** RAW DATA follows **
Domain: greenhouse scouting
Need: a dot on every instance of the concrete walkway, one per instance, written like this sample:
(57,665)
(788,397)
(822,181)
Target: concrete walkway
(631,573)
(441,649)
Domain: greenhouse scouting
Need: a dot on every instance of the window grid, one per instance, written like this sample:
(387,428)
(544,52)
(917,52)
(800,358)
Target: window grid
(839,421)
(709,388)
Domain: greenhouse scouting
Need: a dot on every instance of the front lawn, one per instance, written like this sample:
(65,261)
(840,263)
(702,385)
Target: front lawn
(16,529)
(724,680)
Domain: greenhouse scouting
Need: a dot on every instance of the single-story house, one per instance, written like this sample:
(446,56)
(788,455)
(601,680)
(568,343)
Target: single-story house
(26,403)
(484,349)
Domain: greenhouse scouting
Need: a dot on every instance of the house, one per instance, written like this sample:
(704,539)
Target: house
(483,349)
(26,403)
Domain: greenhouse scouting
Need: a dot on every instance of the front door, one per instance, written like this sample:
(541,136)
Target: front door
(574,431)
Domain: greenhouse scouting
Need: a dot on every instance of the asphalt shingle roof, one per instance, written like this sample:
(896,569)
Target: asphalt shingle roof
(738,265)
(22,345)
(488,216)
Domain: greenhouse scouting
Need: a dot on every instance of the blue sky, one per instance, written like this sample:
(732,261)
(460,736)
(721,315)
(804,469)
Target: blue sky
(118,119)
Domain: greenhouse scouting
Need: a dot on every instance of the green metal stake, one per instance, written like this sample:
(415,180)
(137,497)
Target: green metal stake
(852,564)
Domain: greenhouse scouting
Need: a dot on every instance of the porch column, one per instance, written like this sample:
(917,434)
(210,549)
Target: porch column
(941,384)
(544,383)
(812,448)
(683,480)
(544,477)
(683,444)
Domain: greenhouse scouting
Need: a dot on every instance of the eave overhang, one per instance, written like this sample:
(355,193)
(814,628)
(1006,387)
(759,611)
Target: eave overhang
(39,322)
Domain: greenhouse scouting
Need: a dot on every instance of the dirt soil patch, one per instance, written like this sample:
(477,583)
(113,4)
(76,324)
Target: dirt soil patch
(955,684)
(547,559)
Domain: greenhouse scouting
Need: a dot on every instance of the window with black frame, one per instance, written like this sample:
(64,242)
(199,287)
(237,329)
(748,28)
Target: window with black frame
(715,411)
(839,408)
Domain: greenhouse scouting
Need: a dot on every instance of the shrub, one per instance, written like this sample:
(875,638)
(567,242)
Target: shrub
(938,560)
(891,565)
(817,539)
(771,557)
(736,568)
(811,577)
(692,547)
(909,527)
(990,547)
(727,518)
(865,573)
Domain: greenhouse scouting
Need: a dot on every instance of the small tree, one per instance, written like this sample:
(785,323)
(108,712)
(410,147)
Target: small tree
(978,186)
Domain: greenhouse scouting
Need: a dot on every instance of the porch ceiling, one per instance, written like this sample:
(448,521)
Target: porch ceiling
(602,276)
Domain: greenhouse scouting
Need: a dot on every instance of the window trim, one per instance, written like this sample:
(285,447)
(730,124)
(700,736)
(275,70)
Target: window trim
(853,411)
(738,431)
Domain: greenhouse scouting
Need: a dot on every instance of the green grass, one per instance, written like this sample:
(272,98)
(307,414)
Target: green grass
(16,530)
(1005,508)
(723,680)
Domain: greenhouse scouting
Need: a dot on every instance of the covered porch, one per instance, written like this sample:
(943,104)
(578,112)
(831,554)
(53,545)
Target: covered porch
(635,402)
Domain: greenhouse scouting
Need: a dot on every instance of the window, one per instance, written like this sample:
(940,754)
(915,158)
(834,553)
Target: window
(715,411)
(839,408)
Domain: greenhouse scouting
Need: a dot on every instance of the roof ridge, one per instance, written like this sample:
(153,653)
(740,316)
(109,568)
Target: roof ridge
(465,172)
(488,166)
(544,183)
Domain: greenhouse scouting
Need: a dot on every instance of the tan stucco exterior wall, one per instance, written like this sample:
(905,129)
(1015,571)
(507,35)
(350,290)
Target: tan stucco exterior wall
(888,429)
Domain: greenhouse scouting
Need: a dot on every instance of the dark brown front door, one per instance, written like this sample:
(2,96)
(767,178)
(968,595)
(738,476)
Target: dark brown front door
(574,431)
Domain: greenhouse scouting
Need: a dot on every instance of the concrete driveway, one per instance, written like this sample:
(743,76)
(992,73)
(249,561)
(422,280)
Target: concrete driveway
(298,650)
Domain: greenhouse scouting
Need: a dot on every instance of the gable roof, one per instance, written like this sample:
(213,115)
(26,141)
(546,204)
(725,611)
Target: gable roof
** End of RAW DATA **
Give every entry again, character for character.

ANSWER BELOW:
Domain: greenhouse scouting
Need: a dot on every instance of the concrete walkway, one per instance, written like this sample:
(57,665)
(788,397)
(822,181)
Target: concrete walkway
(631,573)
(441,649)
Domain: greenhouse scouting
Need: a dot on every instance of the window grid, one per instance, written like this sample:
(387,428)
(544,52)
(917,52)
(800,358)
Target: window grid
(839,421)
(709,388)
Domain: greenhouse scouting
Need: a dot on every instance of the front lawn, one per instance, written like this sample:
(65,261)
(840,263)
(702,385)
Target: front lawn
(16,529)
(724,680)
Domain: greenhouse scouting
Need: a dot on every instance of the single-story house, one per instance, written like this sample:
(446,56)
(788,455)
(601,680)
(568,343)
Target: single-story house
(26,403)
(484,349)
Domain: greenhouse scouting
Need: a dot on every instance of the house, one per instance, written like this sample:
(704,539)
Target: house
(483,349)
(26,403)
Domain: greenhouse scouting
Need: a dot on every instance of the front door, one per instance, written like this sample:
(541,136)
Target: front door
(574,431)
Domain: greenhouse scouting
Need: a dot on every instance of the asphalt shingle roof, one per instance, written like this sample:
(896,569)
Target: asphalt shingle roof
(738,265)
(22,345)
(488,216)
Domain: greenhouse scouting
Need: a dot on every instance of the blue sky, one per instance, written like this sample:
(732,261)
(460,736)
(721,315)
(804,469)
Target: blue sky
(118,119)
Domain: greenhouse scouting
Need: a dot on every instance of the green metal stake, one per instance, written like this sample:
(415,180)
(137,497)
Target: green metal stake
(852,564)
Domain: greenhouse scouting
Need: a dot on every instance of the porch column, one per instance, written like this sample:
(917,434)
(210,549)
Target: porch column
(941,384)
(544,383)
(812,448)
(683,480)
(544,477)
(683,444)
Domain: greenhouse scouting
Need: a dot on every instance of the eave overhang, one per instance, written like this sample:
(355,193)
(814,628)
(1006,387)
(759,611)
Target: eave overhang
(39,322)
Domain: greenhouse scouting
Need: a dot on every instance of the dirt soil patch, one per instance, written like this sample:
(477,583)
(113,4)
(76,324)
Target: dirt soil patch
(955,684)
(547,559)
Domain: greenhouse scouting
Need: a dot on every instance of the window with black frame, one per instance, written like this sample:
(64,242)
(199,287)
(237,329)
(748,28)
Target: window with black frame
(715,411)
(839,408)
Domain: greenhouse scouting
Need: a dot on every instance of the shrub, one per instance, written like this sample:
(875,638)
(567,242)
Target: shrub
(938,560)
(891,565)
(817,539)
(771,557)
(736,568)
(811,577)
(692,547)
(909,527)
(990,547)
(727,518)
(865,573)
Domain: greenhouse scouting
Need: a dot on every instance of the small tree, one per instance, written like this sample:
(785,323)
(108,712)
(410,147)
Target: small tree
(978,186)
Domain: greenhouse scouting
Need: a dot on every instance of the porch ceiling, one per instance, written like this sample:
(448,521)
Target: porch ceiling
(602,276)
Domain: greenhouse scouting
Need: a dot on every instance of the window trim, one per instance, written like this sample:
(285,447)
(730,124)
(700,736)
(275,70)
Target: window trim
(853,411)
(738,431)
Domain: greenhouse scouting
Need: a dot on every instance of the green grass, one per instance, written like this sample:
(272,98)
(307,414)
Target: green grass
(16,530)
(1005,508)
(723,680)
Domain: greenhouse scouting
Need: a dot on every instance of the covered porch, one per instance, written like this sample:
(943,104)
(578,112)
(831,554)
(53,545)
Target: covered porch
(635,402)
Domain: greenhouse scouting
Need: a dot on every instance of the window, one per instance, written like this sample:
(940,754)
(915,158)
(834,553)
Target: window
(715,411)
(839,408)
Domain: greenhouse scouting
Need: a dot on every instance of the roof ridge, one per instance, written like this sample:
(153,653)
(740,316)
(109,568)
Target: roof ridge
(465,172)
(488,166)
(544,183)
Domain: greenhouse scouting
Need: a dot on every instance of the tan stucco exterior wall, one per instance, written like this sample:
(905,129)
(1015,571)
(507,35)
(350,290)
Target: tan stucco exterior wall
(888,429)
Domain: greenhouse scouting
Need: a dot on every instance of the dark brown front door, one per instance, written like this sample:
(2,96)
(767,178)
(968,595)
(738,476)
Target: dark brown front door
(574,431)
Domain: greenhouse scouting
Need: a dot on every instance of the concrete driveway, one per instance, written like this sample:
(743,76)
(992,73)
(249,561)
(422,280)
Target: concrete driveway
(298,650)
Domain: greenhouse scouting
Need: a dot on every instance of the gable roof, one per instance, written like this sample:
(213,115)
(26,141)
(546,204)
(725,611)
Target: gable roof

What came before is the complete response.